#### What the exercise asks
Pictures aside, restate the records below exactly as written.

#### Records for processing
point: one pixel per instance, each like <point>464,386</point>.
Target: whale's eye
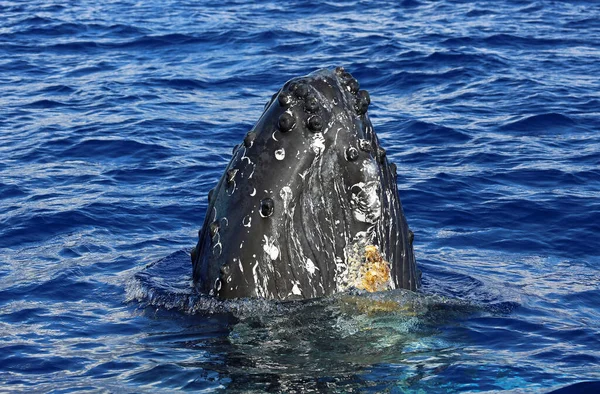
<point>225,270</point>
<point>266,207</point>
<point>249,139</point>
<point>364,145</point>
<point>231,173</point>
<point>286,122</point>
<point>311,104</point>
<point>362,102</point>
<point>301,90</point>
<point>352,153</point>
<point>284,99</point>
<point>381,154</point>
<point>214,228</point>
<point>351,84</point>
<point>315,123</point>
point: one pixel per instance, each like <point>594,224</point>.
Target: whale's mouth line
<point>308,205</point>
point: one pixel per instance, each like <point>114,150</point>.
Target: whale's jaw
<point>308,205</point>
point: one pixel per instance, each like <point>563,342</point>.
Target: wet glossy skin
<point>304,194</point>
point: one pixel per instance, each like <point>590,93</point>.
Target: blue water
<point>117,118</point>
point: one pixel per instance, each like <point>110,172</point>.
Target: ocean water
<point>118,117</point>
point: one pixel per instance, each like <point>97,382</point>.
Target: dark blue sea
<point>118,117</point>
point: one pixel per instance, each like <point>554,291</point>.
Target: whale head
<point>308,205</point>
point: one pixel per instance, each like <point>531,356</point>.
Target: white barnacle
<point>270,248</point>
<point>310,266</point>
<point>280,154</point>
<point>296,290</point>
<point>247,221</point>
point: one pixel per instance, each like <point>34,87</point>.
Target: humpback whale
<point>308,205</point>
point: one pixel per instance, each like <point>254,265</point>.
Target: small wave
<point>45,104</point>
<point>116,148</point>
<point>11,191</point>
<point>540,122</point>
<point>179,83</point>
<point>432,134</point>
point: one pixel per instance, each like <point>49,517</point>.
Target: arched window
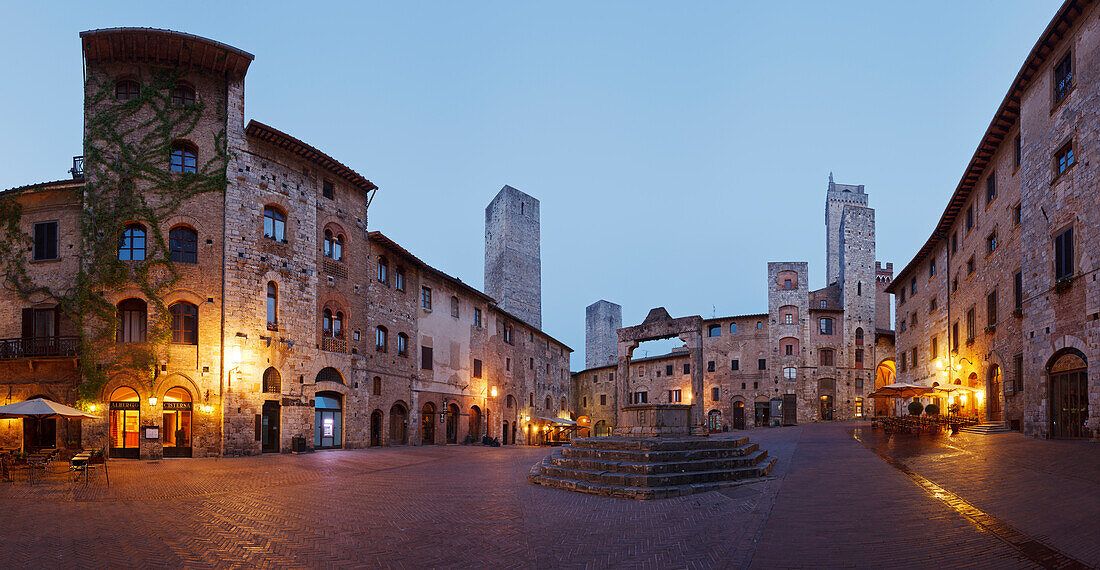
<point>383,270</point>
<point>274,223</point>
<point>127,89</point>
<point>273,381</point>
<point>184,157</point>
<point>272,306</point>
<point>333,244</point>
<point>183,241</point>
<point>133,315</point>
<point>382,339</point>
<point>185,322</point>
<point>330,374</point>
<point>132,243</point>
<point>183,94</point>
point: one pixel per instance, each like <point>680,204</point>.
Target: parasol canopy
<point>901,391</point>
<point>42,408</point>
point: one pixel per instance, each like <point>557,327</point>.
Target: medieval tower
<point>837,197</point>
<point>513,259</point>
<point>602,321</point>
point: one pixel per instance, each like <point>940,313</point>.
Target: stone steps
<point>662,457</point>
<point>991,427</point>
<point>651,468</point>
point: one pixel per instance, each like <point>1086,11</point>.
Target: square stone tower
<point>513,254</point>
<point>602,321</point>
<point>838,196</point>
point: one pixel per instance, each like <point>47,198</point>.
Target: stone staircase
<point>989,427</point>
<point>652,468</point>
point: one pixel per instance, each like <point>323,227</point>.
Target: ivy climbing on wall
<point>127,150</point>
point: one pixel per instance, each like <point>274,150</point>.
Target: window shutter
<point>28,324</point>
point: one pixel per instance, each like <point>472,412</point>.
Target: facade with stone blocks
<point>813,357</point>
<point>1002,298</point>
<point>255,315</point>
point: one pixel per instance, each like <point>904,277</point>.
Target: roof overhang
<point>1004,120</point>
<point>276,138</point>
<point>151,45</point>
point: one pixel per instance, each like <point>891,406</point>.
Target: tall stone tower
<point>602,321</point>
<point>838,196</point>
<point>513,254</point>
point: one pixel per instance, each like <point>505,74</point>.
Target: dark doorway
<point>1069,395</point>
<point>398,425</point>
<point>790,409</point>
<point>474,429</point>
<point>376,428</point>
<point>826,408</point>
<point>452,424</point>
<point>268,434</point>
<point>993,395</point>
<point>428,424</point>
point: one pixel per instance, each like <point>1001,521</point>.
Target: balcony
<point>333,344</point>
<point>40,348</point>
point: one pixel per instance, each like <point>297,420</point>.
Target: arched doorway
<point>452,424</point>
<point>376,428</point>
<point>398,425</point>
<point>738,415</point>
<point>474,426</point>
<point>328,427</point>
<point>40,433</point>
<point>993,393</point>
<point>883,375</point>
<point>176,423</point>
<point>826,407</point>
<point>124,423</point>
<point>714,420</point>
<point>1069,394</point>
<point>428,424</point>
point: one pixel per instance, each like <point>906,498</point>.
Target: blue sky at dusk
<point>675,148</point>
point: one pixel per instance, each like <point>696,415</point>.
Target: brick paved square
<point>833,501</point>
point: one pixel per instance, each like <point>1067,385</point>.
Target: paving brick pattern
<point>832,502</point>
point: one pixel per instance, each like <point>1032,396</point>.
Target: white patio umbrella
<point>40,408</point>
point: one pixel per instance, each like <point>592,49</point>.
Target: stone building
<point>209,286</point>
<point>1002,297</point>
<point>813,357</point>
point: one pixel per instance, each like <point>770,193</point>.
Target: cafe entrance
<point>176,424</point>
<point>124,423</point>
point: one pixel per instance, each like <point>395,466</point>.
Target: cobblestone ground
<point>840,495</point>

#### Response
point: one pixel per instance, each like <point>464,386</point>.
Target: whale's eye
<point>225,270</point>
<point>266,207</point>
<point>249,139</point>
<point>364,145</point>
<point>231,173</point>
<point>286,122</point>
<point>311,104</point>
<point>362,102</point>
<point>301,90</point>
<point>352,153</point>
<point>284,99</point>
<point>381,154</point>
<point>214,228</point>
<point>351,84</point>
<point>315,123</point>
point: one pixel per instance, each like <point>594,224</point>.
Target: whale's mouth line
<point>308,205</point>
point: one pixel per instance, each like <point>114,150</point>.
Target: whale's jaw
<point>308,205</point>
point: one pixel per instance, each like <point>563,342</point>.
Target: wet glossy skin
<point>304,194</point>
point: one pixel per instance, each like <point>590,93</point>.
Target: blue water
<point>117,118</point>
point: one pixel per instance, each like <point>110,172</point>.
Target: ocean water
<point>118,117</point>
point: one pixel per instance, each like <point>97,382</point>.
Target: dark blue sea
<point>118,117</point>
point: one pixel per instance, each like <point>554,291</point>.
Target: whale head
<point>308,205</point>
point: one pixel per instance, each like <point>531,356</point>.
Target: white barnacle
<point>270,248</point>
<point>310,266</point>
<point>280,154</point>
<point>296,290</point>
<point>247,221</point>
point: one pixel per instance, each like <point>34,87</point>.
Target: humpback whale
<point>308,205</point>
point: one pixel per instance, each like <point>254,265</point>.
Target: small wave
<point>45,104</point>
<point>116,148</point>
<point>11,191</point>
<point>540,122</point>
<point>179,83</point>
<point>432,134</point>
point: one pixel per instance, each like <point>49,517</point>.
Target: arched window
<point>383,270</point>
<point>274,223</point>
<point>127,89</point>
<point>273,381</point>
<point>184,157</point>
<point>272,306</point>
<point>333,244</point>
<point>183,241</point>
<point>133,315</point>
<point>382,339</point>
<point>185,322</point>
<point>330,374</point>
<point>132,243</point>
<point>183,94</point>
point: one pixel per instance, each like <point>680,204</point>.
Target: parasol canopy
<point>901,391</point>
<point>42,408</point>
point: one pixel per instance, each like <point>557,327</point>.
Target: medieval tower
<point>837,197</point>
<point>513,259</point>
<point>602,321</point>
point: one pixel per instance, each like <point>940,313</point>.
Target: stone steps
<point>662,457</point>
<point>991,427</point>
<point>651,468</point>
point: one pixel per instance, each like <point>1086,11</point>.
Target: square stone tower
<point>513,254</point>
<point>602,321</point>
<point>838,196</point>
point: one pixel per instance, each like <point>47,198</point>.
Target: stone staircase
<point>989,427</point>
<point>652,468</point>
point: one pixel per instance, each like <point>323,227</point>.
Target: ivy climbing on wall
<point>127,150</point>
point: one pixel per instance, each like <point>274,150</point>.
Target: window shutter
<point>28,324</point>
point: one pixel per instance, each like <point>472,412</point>.
Target: facade with stone blocks
<point>813,357</point>
<point>1002,298</point>
<point>255,315</point>
point: one pixel per instance, each like <point>904,277</point>.
Target: roof overhang
<point>1004,120</point>
<point>276,138</point>
<point>151,45</point>
point: one pixel per instance, each like <point>891,406</point>.
Target: tall stone tower
<point>602,321</point>
<point>838,196</point>
<point>513,254</point>
point: one pixel per instance, each like <point>505,74</point>.
Target: dark doorway
<point>1069,395</point>
<point>398,425</point>
<point>790,409</point>
<point>474,429</point>
<point>376,428</point>
<point>826,408</point>
<point>452,424</point>
<point>268,434</point>
<point>993,395</point>
<point>428,424</point>
point: one pixel per instance, each like <point>1001,521</point>.
Target: balcony
<point>333,344</point>
<point>40,348</point>
point: one pixel per instance, each like <point>297,420</point>.
Target: arched doorway
<point>452,424</point>
<point>376,428</point>
<point>398,425</point>
<point>738,415</point>
<point>474,426</point>
<point>328,427</point>
<point>40,433</point>
<point>993,393</point>
<point>883,375</point>
<point>176,423</point>
<point>826,407</point>
<point>124,423</point>
<point>714,420</point>
<point>1069,394</point>
<point>428,424</point>
point: one pixel per instance, each like <point>906,498</point>.
Target: blue sky at dusk
<point>675,148</point>
point: one pixel per instance, each like <point>696,415</point>.
Target: brick paved square
<point>833,501</point>
point: one pixel per instance, each like <point>1067,385</point>.
Target: paving brick pattern
<point>832,502</point>
point: one pixel per instance, each like <point>1032,396</point>.
Target: white patio umbrella
<point>40,408</point>
point: one pixel per instance, each like <point>592,49</point>.
Target: stone building
<point>209,286</point>
<point>1002,297</point>
<point>813,357</point>
point: one pixel per instance, each like <point>770,193</point>.
Target: cafe entrance
<point>176,424</point>
<point>124,423</point>
point: one pixel per instance, each like <point>395,466</point>.
Target: cobblestone ground
<point>840,495</point>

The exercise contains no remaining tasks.